:: Reading passage ::
It might be that you have to readjust your learning rate. (from this graph, i would make it slower).

mpariente · 2020-03-19T07:52:11Z

Hmm, we use dp only, not ddp, would this still apply?
Thanks for taking a look again

mpariente · 2020-03-28T20:34:25Z

Well, this persists.
I finally took time to reproduce the issue, on another architecture.
Now, the training is deterministic, here are the tensorboard logs (grey pl0.7.1, orange pl0.6., nothing else changes between the envs) :

Training is not over but the differences are already not negligible.
I also have a video about the 10 first epochs if you'd like.

This script to reproduce are here but the training dataset is under license..

Info that might be useful, distributed backend is 'dp'.

williamFalcon · 2020-03-28T20:41:26Z

ok awesome. will look into this.
and this was introduced in 0.7.1?

@mpariente i'm looking into this today and tomorrow, will push a fix if I find something.
In the meantime I'm also going to put together a few architectures to prove correctness going forward so we know if we mess something up.

It's weird because the tests do test a specific performance goal

mpariente · 2020-03-28T20:45:29Z

IIRC 0.7.0 was not backward compatible because of pl.data_loader so I couldn't test it.

It's weird because the tests do test a specific performance goal

I know you're doing the best you can about this, no worries.

For now, both architecture involved LSTMs, did you change anything about BBTT?
I'm going to try with a ConvNet, see if it changes as well.

williamFalcon · 2020-03-28T20:48:31Z

ummm... i don't think we did but that's good to know. Maybe it is RNN related.
Why don't you do the sample in this colab so we can unify efforts here (ping me your email on our slack so I can give you access)

I want to create the following tests:

MNIST using MLPs.
cifar10 using CNNs.
an RNN example, maybe sequence classification. whatever the equivalent simple test is for RNN.
a VAE
probably enough

mpariente · 2020-03-28T22:38:37Z

Tried on two convolutional architectures and the training and validation curves are a perfect match.
At first sight, it seems to be RNN related, which would be a good news.

mpariente · 2020-04-02T14:25:28Z

Any update on that please?

williamFalcon · 2020-04-02T14:52:09Z

will do an rnn test. however, we now have a parity test between pytorch pure and lightning with convnets in continuous integration. the test forces a match across trials to 5 decimal points.

i’ll add an rnn test as well

mpariente · 2020-04-02T16:02:20Z

Sounds great !
Could you give me a link to the parity tests you mentioned please?

williamFalcon · 2020-04-02T16:16:27Z

https://github.com/PyTorchLightning/pytorch-lightning/blob/master/benchmarks/test_trainer_parity.py

williamFalcon · 2020-04-02T16:17:40Z

this runs on every PR to make sure no PR breaks parity.
We do have a bit of difference in speed with pytorch, but looking into it. It looks related to logging, tqdm and tensorboard.
:::
:: Material ::
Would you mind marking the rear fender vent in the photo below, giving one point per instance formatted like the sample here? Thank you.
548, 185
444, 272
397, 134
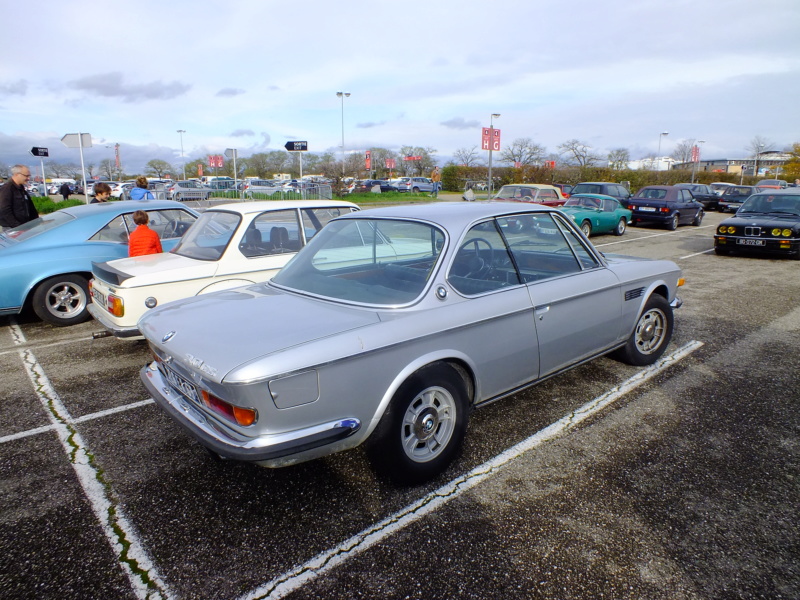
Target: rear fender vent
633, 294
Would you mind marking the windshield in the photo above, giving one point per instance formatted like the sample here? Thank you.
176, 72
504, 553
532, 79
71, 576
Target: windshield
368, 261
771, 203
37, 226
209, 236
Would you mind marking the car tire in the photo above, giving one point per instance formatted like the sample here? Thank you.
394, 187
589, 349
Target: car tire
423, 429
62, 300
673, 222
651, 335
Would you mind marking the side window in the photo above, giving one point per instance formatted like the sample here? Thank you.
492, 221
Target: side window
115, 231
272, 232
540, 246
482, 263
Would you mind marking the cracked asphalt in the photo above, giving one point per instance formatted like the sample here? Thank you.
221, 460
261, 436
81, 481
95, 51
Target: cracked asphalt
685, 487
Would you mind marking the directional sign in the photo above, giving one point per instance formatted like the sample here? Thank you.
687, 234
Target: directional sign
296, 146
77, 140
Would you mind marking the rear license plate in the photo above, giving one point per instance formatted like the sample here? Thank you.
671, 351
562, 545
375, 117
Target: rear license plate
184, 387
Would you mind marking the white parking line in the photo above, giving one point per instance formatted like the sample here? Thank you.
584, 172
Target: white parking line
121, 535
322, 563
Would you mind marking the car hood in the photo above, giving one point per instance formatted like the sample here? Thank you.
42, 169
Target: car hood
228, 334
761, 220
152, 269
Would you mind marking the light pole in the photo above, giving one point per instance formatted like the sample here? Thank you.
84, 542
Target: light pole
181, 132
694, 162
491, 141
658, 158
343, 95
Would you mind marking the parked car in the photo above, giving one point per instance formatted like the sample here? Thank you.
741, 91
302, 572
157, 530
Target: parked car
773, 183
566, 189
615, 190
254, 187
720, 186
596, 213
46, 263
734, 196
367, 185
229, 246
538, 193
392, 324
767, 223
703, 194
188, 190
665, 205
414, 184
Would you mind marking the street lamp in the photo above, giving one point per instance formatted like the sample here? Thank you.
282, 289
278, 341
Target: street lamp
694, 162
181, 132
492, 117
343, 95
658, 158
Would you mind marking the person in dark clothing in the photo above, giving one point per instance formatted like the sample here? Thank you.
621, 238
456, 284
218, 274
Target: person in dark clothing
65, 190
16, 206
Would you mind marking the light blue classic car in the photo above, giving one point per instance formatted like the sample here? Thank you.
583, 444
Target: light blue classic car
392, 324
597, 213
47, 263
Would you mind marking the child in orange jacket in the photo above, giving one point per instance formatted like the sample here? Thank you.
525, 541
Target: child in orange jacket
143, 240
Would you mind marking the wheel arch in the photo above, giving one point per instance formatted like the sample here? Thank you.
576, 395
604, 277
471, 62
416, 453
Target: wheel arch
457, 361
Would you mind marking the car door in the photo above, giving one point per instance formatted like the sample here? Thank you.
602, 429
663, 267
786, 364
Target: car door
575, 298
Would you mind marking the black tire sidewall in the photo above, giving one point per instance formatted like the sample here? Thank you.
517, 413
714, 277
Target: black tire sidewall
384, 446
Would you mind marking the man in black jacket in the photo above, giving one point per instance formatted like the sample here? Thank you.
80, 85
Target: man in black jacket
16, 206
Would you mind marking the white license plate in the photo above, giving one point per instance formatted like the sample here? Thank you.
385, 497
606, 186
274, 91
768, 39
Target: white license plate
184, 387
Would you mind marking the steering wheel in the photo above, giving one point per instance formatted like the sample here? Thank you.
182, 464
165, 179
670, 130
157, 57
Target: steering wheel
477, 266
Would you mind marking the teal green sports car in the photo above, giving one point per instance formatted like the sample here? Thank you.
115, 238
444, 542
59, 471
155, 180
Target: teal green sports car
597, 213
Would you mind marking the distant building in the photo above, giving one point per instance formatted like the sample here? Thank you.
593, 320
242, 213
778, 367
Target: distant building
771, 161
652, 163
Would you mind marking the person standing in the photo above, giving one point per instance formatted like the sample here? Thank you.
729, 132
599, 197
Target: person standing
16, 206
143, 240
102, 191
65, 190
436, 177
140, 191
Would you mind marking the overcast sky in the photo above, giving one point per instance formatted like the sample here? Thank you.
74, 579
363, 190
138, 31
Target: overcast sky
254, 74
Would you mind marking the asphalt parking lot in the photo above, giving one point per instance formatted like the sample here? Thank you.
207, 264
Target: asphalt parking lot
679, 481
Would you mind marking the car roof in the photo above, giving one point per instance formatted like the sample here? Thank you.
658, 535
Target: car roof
:::
— Requirements —
1/ In the forum thread about the training discrepancy, how precisely does the parity test with convnets force a match across trials?
2/ Return the passage of the forum thread about the training discrepancy starting at "mpariente · 2020-03-28T20:45:29Z" and ending at "changes as well.".
3/ Take the forum thread about the training discrepancy further, continuing from its final message.
The entries are not needed for any of this work.

— Final answers —
1/ To 5 decimal points.

2/
mpariente · 2020-03-28T20:45:29Z

IIRC 0.7.0 was not backward compatible because of pl.data_loader so I couldn't test it.

It's weird because the tests do test a specific performance goal

I know you're doing the best you can about this, no worries.

For now, both architecture involved LSTMs, did you change anything about BBTT?
I'm going to try with a ConvNet, see if it changes as well.

3/
so, speedwise it's not a fair comparison because the pure pytorch version has no logging or any of that, whereas lightning does

mpariente · 2020-04-02T16:43:31Z

Oh I didn't see the PR, I thought you'd ping this Issue with it.
About the RNN, did you decide the task? Do you want a fake dataset or something real? I can put together an averaging RNN example if needed.

williamFalcon · 2020-04-02T17:31:14Z

yeah, that would be super helpful! maybe the addition task is a good dataset to test?

Can do the colab here:
https://colab.research.google.com/drive/1qvQdkiTfCeHot6Db9OI1acXqqn3qZdYO#scrollTo=dTzj2fH6I1Mn

awaelchli · 2020-04-03T07:36:17Z

I took the code from #1351 and ran it for 10 epochs and 3 runs on CPU first (because @mpariente also has no GPU), then I noticed that there is a performance gap between 0.6.0 and 0.7.1 in the third decimal point.
https://colab.research.google.com/drive/1yek1fUkIEmJgt9iI7pnr3HWFNgrf14pr
Not sure if it helps.

mpariente · 2020-04-03T07:50:56Z

Thanks for looking into this, could you grant me access to the colab please?

Did you also try on GPU?

awaelchli · 2020-04-03T07:53:38Z

Try again, I had sharing turned off.
No, Colab doesn't want to give me GPU for some reason, that's why I tried CPU.

mpariente · 2020-04-03T08:25:02Z

Ok, I can reproduce the same results as you and checked that the pytorch vanilla_loop also passes, and this is the case.
I'm trying something else, I'll let you know if it gives anything

mpariente · 2020-04-06T09:34:38Z

@williamFalcon have you seen this?
I think the parity test are not as good as they could be because if configure_optimizers does something under the hood, it won't have any impact as these are the optimizers used in the pure pytorch case as well.

I took the code from #1351 and ran it for 10 epochs and 3 runs on CPU first (because @mpariente also has no GPU), then I noticed that there is a performance gap between 0.6.0 and 0.7.1 in the third decimal point.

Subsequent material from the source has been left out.